GIVEN TASK:
Rewrite all the data below line for line, leaving each request unchanged, and scale every coordinate in the answers by 0.5, rounding to whole numbers with halves rounded up.

STORED RECORDS:
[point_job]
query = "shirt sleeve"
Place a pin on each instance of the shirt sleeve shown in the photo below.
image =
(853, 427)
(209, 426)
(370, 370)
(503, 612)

COMPLETED EXERCISE:
[point_job]
query = "shirt sleeve"
Place a pin on each instance of the shirt sleeve shown in the photo below.
image =
(427, 214)
(105, 213)
(185, 185)
(252, 306)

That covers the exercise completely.